Written request
Copy out in full every line in the material below that contains the string "target". Case counts when matching.

** start of Dataset excerpts **

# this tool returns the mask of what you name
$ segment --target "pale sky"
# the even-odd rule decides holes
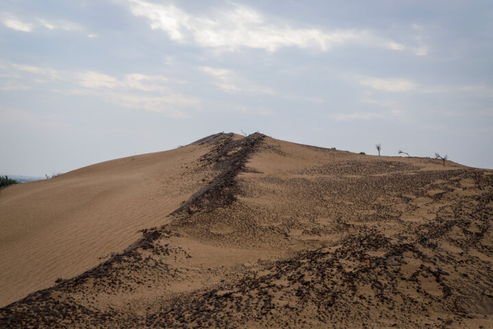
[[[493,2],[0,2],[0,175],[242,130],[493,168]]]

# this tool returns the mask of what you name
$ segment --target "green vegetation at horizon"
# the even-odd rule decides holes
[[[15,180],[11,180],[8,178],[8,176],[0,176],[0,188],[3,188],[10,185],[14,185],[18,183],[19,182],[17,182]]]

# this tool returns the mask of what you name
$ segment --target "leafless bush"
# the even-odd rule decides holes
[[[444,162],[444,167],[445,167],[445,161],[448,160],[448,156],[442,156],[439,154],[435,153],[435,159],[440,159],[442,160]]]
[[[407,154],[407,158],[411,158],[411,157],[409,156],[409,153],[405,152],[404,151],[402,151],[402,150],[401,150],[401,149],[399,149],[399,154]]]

** end of Dataset excerpts **
** start of Dataset excerpts **

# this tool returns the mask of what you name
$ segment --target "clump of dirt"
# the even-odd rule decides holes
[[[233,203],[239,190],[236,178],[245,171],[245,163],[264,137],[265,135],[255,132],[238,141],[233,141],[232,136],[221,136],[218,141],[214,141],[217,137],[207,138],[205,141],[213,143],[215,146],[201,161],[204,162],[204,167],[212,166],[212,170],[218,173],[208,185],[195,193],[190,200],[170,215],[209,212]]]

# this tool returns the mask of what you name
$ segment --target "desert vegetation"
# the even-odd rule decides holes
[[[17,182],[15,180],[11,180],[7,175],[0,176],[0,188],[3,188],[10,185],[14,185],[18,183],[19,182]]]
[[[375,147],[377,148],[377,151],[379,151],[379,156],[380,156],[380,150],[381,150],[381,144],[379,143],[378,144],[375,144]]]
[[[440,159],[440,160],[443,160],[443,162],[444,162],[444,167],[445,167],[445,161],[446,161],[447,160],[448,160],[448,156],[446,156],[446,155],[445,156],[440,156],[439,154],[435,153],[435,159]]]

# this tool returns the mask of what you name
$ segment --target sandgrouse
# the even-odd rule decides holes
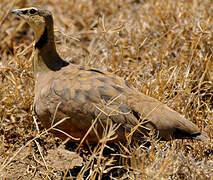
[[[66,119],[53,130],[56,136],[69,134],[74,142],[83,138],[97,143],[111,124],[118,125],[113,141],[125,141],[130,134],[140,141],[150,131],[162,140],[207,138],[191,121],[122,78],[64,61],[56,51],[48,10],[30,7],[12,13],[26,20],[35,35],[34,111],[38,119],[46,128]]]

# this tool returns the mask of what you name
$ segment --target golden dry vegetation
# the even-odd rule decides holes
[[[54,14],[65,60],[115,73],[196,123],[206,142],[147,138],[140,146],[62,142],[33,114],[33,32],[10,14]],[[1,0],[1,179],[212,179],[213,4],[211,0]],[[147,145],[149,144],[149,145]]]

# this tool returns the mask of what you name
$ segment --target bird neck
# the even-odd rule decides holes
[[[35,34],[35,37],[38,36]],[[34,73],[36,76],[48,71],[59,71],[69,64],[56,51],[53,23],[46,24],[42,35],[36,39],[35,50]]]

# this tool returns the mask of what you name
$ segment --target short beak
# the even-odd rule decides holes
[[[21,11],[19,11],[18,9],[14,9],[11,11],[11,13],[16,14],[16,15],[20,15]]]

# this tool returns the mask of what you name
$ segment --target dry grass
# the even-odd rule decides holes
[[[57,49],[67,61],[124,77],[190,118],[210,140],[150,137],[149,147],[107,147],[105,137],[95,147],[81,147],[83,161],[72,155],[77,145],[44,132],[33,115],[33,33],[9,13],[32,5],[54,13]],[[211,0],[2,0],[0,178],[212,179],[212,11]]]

** end of Dataset excerpts **
** start of Dataset excerpts **

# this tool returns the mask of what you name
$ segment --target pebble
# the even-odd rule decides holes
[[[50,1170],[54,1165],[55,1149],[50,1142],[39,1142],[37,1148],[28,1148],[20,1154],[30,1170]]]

** end of Dataset excerpts **

Solved exercise
$ segment --target "pale sky"
$ segment --target "green vegetation at horizon"
$ segment --target "leafless bush"
$ segment --target "clump of dirt"
$ segment --target "desert vegetation"
$ segment --target sandgrouse
$ segment --target golden dry vegetation
$ segment --target bird neck
$ segment --target short beak
$ segment --target dry grass
$ segment --target pebble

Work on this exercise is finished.